### Given problem
Lay out each line of the listing below as a JSON list of strings, one string per line, leaving out blank lines.

___ Rows ___

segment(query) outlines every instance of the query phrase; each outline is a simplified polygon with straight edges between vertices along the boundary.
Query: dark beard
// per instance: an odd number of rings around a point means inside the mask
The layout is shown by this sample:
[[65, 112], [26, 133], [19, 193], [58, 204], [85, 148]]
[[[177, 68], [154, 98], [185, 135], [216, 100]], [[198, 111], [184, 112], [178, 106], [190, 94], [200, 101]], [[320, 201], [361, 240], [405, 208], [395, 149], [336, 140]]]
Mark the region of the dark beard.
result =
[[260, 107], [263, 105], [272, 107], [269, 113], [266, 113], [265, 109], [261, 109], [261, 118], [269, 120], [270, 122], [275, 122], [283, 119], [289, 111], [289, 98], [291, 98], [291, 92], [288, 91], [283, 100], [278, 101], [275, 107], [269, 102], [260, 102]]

___

### Written solution
[
  "segment(query) outlines every instance of the query phrase; each outline is a simplified polygon with straight edges between vertices along the boundary.",
  "Query: dark beard",
  "// per instance: an odd number of rings around a point means inside the mask",
  "The layout is shown by this sample:",
  "[[65, 112], [26, 133], [19, 193], [58, 204], [85, 148]]",
  "[[[177, 68], [154, 98], [185, 135], [216, 100]], [[198, 111], [184, 112], [178, 106], [190, 94], [200, 101]], [[320, 201], [361, 240], [405, 208], [395, 149], [336, 140]]]",
  "Mark the region of the dark beard.",
  "result =",
  "[[260, 107], [263, 105], [272, 107], [269, 113], [266, 113], [265, 109], [261, 109], [261, 118], [269, 120], [270, 122], [275, 122], [283, 119], [289, 111], [289, 98], [291, 98], [291, 92], [288, 91], [283, 100], [278, 101], [275, 107], [269, 102], [260, 102]]"
]